Here, there is no dispute that Plaintiffs are the prevailing party for purposes of this Motion.  The parties entered into a settlement agreement in this matter wherein Defendant FCA US LCC (“Defendant”) and Plaintiffs agree that Plaintiffs are prevailing parties for purposes of a fee motion under Civil Code section 1794(d).  (Declaration of Thomas K. Ledbetter (“Ledbetter Decl.”), Ex. 1.)

 

Plaintiffs present evidence that two attorneys billed time on this matter: Thomas K. Ledbetter at a rate of $350 an hour and Amie Jacoby at a rate of $250 an hour.  (Ledbetter Decl., ¶ 12.)  The Court finds that Plaintiffs have presented sufficient evidence that the hourly rates charged by these attorneys is reasonable based upon their level of experience.  (See id., ¶¶ 8-9.) 

 

Plaintiffs also submit evidence that they incurred a total of $35,211.93 in attorney’s fees and costs in this matter.  (Ledbetter Decl., Ex. 3.)  The last three entries under the Fee Detail are for future expenses relating to this instant Motion for Attorney’s Fees, which total to $2,252.50.  (Id., at pp. 16-17.)  The Fee Detail shows a total of 92.70 hours of attorney time billed to this matter, for a fee total of $34,105.00, and $1,106.93 in costs.  (Id. at pp. 17-18.)  Defendant disputes the specific items discussed below.

 

6.8 Hours for Motion to Compel Deposition

Defendant contends 6.8 hours billed for a straightforward motion to compel deposition is excessive and the hours should be reduced by half.  Defendant points out that the filed motion was eight pages long.  However, Defendant ignores the fact that the motion required a separate statement, declaration, and supporting exhibits.  The Court finds 6.8 hours billed for preparation of the motion to compel to be reasonable.

 

1.9 Hours for Drafting Discovery

Defendant contends the February 8, 2021 time entry for 1.9 hours for preparing special interrogatories, form interrogatories, and requests for production is excessive because this is simple discovery that has been recycled in numerous lemon law cases.  The time entry shows that 0.3 hours were spent on the form interrogatories and 0.8 hours were spent drafting each of the special interrogatories and requests for production.  Though Plaintiffs’ counsel perhaps had the benefit of using templates from prior discovery requests, counsel would still have had to spend time updating the requests to conform to the facts of this case.  The Court finds the time billed to be reasonable. 

 

4.6 Hours Reviewing Discovery Responses and 1.1 Hours Reviewing Protective Order

Defendant also argues that the billing entries of 6.5 hours to review Defendant’s straightforward discovery responses and 1.1 hours to review a form LASC protective order are excessive.  However, the invoice shows that counsel billed 4.6 hours, not 6.5 hours, to review Defendant’s discovery responses.  Given that most of this time was spent reviewing Defendant’s document production and responses to special interrogatories, the Court finds the time to be reasonable. 

 

The Court agrees that 1.1 hours spent reviewing a form protective order is excessive and finds that this time should be reduced to 0.5 hours, for a reduction of $210.00.

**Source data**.
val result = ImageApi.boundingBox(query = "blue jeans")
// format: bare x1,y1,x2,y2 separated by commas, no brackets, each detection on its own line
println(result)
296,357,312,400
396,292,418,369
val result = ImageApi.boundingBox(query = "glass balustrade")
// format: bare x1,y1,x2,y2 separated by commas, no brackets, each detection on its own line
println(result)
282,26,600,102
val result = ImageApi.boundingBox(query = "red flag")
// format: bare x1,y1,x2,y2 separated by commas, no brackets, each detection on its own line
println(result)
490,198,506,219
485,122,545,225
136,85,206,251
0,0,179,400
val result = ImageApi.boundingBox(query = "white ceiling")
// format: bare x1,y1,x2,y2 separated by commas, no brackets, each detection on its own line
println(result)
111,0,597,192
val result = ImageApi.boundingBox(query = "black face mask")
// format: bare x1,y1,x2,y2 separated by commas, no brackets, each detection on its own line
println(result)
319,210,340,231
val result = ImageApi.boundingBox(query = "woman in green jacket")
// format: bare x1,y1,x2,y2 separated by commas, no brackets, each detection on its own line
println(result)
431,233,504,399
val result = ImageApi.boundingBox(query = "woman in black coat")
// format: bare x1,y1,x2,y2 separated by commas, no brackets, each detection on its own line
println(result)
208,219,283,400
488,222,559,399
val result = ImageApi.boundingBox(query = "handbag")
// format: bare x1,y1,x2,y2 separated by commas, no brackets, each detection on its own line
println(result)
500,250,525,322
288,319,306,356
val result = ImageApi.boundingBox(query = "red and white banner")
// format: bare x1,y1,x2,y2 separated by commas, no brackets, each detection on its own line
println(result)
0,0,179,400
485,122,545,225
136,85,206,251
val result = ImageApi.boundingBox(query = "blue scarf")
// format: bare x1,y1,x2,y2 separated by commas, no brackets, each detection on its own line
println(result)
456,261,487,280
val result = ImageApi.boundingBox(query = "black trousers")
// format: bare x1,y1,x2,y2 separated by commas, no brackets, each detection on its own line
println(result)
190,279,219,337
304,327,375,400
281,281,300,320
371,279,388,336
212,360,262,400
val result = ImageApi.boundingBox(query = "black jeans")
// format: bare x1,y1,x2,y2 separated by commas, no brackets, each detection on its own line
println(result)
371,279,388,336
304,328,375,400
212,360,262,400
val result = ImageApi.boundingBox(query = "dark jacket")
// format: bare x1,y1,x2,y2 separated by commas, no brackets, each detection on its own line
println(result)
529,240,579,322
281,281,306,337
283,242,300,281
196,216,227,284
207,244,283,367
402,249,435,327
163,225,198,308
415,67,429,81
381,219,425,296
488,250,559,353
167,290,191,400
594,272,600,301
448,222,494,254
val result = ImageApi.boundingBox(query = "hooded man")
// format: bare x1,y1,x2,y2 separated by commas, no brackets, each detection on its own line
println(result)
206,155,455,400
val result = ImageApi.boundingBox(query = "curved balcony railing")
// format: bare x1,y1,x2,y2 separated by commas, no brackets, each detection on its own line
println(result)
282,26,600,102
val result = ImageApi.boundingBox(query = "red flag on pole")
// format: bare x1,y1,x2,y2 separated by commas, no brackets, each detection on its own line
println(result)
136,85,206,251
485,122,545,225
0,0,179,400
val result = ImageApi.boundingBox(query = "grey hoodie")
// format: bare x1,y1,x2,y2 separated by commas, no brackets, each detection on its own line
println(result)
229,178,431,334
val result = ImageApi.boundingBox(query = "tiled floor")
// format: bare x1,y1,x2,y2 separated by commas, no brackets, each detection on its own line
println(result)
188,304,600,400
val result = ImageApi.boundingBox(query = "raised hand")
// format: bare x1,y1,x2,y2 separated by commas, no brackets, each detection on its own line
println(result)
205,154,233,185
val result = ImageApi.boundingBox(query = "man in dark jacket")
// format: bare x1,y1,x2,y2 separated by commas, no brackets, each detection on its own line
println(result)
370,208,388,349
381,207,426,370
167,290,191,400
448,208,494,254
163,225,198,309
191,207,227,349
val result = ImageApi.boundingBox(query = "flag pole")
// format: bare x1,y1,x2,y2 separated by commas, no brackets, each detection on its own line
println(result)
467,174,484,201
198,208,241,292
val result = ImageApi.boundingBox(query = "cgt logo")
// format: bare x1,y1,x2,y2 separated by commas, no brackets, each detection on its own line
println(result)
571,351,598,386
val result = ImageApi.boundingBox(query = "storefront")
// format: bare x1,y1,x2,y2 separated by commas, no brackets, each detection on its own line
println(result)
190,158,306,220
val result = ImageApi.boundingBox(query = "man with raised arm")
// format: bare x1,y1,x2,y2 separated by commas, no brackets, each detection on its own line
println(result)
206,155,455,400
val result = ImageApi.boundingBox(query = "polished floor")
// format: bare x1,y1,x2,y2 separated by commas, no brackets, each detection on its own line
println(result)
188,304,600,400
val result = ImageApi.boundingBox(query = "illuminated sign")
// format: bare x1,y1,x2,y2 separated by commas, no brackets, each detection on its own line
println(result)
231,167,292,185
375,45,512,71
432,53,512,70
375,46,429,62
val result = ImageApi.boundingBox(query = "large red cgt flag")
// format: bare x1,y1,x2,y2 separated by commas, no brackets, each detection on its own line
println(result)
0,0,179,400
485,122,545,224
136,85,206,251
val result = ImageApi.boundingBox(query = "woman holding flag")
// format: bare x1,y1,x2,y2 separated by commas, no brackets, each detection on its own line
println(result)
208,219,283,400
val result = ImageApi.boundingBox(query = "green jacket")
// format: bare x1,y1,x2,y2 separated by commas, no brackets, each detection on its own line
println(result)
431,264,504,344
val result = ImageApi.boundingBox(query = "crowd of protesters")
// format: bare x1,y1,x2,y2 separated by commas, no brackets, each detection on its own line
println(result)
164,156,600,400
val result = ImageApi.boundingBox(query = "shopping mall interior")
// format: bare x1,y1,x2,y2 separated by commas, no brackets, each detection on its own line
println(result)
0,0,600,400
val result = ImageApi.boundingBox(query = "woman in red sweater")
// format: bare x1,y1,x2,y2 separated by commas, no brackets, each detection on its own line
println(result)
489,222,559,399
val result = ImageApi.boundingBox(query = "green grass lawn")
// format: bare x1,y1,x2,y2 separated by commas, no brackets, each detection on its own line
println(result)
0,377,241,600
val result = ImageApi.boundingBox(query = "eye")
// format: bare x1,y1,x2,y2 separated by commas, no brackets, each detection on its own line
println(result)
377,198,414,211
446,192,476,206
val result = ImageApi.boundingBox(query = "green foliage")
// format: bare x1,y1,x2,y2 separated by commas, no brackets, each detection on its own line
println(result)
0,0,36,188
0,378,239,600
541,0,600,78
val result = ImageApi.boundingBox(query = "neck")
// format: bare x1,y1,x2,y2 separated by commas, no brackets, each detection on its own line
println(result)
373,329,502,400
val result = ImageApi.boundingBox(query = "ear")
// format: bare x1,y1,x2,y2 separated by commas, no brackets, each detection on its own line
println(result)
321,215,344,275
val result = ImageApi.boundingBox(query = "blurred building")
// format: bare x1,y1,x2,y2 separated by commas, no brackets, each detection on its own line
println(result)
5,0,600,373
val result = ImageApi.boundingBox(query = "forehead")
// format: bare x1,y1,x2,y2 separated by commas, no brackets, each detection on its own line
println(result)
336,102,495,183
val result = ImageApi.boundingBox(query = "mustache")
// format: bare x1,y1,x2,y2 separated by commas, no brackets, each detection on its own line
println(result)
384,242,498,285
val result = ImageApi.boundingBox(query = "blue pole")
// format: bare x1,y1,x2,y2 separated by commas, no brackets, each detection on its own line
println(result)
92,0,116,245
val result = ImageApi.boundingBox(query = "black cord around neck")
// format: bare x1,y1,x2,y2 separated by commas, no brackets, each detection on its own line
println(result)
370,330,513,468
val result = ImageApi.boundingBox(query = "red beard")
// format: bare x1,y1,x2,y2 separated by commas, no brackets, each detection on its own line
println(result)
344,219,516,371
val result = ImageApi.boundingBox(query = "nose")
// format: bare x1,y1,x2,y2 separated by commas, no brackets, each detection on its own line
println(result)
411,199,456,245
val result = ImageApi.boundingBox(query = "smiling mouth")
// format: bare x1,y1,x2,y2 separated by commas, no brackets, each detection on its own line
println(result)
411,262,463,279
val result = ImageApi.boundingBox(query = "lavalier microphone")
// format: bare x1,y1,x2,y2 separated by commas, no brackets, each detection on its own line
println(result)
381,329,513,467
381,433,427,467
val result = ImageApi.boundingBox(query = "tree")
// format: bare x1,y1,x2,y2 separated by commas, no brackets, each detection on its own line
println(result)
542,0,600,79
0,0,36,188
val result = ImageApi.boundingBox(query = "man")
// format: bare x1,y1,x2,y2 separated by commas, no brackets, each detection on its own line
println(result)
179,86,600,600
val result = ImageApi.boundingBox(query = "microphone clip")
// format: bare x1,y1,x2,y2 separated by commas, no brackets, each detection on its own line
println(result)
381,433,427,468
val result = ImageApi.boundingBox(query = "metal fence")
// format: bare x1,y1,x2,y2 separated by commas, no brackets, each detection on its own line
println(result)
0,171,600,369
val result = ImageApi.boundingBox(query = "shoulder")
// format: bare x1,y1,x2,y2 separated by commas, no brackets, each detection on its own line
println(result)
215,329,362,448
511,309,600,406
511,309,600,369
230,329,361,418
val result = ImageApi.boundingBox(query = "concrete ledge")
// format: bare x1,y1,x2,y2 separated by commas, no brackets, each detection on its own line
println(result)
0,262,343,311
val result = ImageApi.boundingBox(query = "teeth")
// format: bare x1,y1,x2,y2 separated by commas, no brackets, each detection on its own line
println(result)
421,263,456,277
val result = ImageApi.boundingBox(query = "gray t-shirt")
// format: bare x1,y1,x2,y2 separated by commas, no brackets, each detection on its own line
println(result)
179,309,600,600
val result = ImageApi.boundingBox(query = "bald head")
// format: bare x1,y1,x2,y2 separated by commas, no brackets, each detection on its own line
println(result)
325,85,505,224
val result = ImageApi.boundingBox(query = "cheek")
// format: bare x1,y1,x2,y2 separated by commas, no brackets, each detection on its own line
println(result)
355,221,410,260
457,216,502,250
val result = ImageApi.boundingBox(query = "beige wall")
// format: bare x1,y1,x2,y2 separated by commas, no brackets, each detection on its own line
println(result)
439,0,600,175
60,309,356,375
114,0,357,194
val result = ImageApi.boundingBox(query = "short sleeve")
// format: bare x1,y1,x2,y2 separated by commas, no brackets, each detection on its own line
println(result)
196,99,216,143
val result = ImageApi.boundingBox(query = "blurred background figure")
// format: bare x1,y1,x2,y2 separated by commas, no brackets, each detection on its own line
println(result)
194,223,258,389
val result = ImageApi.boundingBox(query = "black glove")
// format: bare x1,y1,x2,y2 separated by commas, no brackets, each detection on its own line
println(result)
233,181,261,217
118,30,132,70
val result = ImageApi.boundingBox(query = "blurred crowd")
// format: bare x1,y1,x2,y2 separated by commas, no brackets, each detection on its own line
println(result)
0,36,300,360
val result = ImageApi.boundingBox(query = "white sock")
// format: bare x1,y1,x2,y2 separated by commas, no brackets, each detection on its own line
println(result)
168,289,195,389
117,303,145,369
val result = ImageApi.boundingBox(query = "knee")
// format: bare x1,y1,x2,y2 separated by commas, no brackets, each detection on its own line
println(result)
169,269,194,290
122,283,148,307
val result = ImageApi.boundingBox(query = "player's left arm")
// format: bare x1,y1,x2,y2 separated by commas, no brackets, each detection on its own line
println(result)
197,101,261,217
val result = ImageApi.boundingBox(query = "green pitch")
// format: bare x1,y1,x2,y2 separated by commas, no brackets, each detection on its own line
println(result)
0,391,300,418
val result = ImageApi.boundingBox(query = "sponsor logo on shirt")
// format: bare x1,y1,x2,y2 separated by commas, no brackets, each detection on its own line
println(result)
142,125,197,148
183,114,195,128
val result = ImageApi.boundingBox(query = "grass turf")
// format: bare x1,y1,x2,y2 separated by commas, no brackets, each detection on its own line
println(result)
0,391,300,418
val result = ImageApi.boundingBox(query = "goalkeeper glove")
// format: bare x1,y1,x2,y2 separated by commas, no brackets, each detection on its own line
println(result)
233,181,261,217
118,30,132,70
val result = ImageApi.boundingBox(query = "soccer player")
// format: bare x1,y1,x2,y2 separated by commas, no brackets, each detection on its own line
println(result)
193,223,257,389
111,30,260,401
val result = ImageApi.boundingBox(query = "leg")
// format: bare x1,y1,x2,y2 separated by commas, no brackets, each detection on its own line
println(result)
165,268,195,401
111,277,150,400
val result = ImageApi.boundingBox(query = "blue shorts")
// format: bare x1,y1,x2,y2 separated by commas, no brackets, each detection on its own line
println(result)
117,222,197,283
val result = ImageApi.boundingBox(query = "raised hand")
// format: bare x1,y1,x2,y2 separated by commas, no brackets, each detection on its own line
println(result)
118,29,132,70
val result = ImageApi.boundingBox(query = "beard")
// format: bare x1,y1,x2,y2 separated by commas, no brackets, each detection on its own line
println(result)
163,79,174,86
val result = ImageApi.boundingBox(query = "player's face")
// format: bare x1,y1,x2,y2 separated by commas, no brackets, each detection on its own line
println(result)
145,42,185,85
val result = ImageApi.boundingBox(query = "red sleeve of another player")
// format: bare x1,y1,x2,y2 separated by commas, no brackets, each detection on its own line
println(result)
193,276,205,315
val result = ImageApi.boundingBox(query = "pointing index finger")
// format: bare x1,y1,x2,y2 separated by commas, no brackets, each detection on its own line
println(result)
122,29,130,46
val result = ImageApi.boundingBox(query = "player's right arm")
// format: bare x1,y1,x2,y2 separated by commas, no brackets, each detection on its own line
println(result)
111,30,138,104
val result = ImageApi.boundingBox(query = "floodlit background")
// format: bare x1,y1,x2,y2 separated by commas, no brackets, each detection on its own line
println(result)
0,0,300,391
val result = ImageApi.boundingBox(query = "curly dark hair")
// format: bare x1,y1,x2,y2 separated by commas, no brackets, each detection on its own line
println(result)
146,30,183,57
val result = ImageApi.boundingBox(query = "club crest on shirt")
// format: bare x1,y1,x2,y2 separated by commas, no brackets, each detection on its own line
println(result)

**STATED TASK 1**.
Transcribe the fee ruling from "Defendant also argues" to "reduction of $210.00.".
**STATED TASK 2**.
Answer these questions from the fee ruling.
(a) What hourly rate did Thomas K. Ledbetter bill?
(b) How many hours of attorney time does the Fee Detail show?
(c) To how many hours did the Court reduce the time spent reviewing the form protective order?
Draw only on the fee ruling.

**FULL OUTPUT 1**.
Defendant also argues that the billing entries of 6.5 hours to review Defendant’s straightforward discovery responses and 1.1 hours to review a form LASC protective order are excessive.  However, the invoice shows that counsel billed 4.6 hours, not 6.5 hours, to review Defendant’s discovery responses.  Given that most of this time was spent reviewing Defendant’s document production and responses to special interrogatories, the Court finds the time to be reasonable. 

 

The Court agrees that 1.1 hours spent reviewing a form protective order is excessive and finds that this time should be reduced to 0.5 hours, for a reduction of $210.00.

**FULL OUTPUT 2**.
(a) $350 an hour
(b) 92.70 hours
(c) 0.5 hours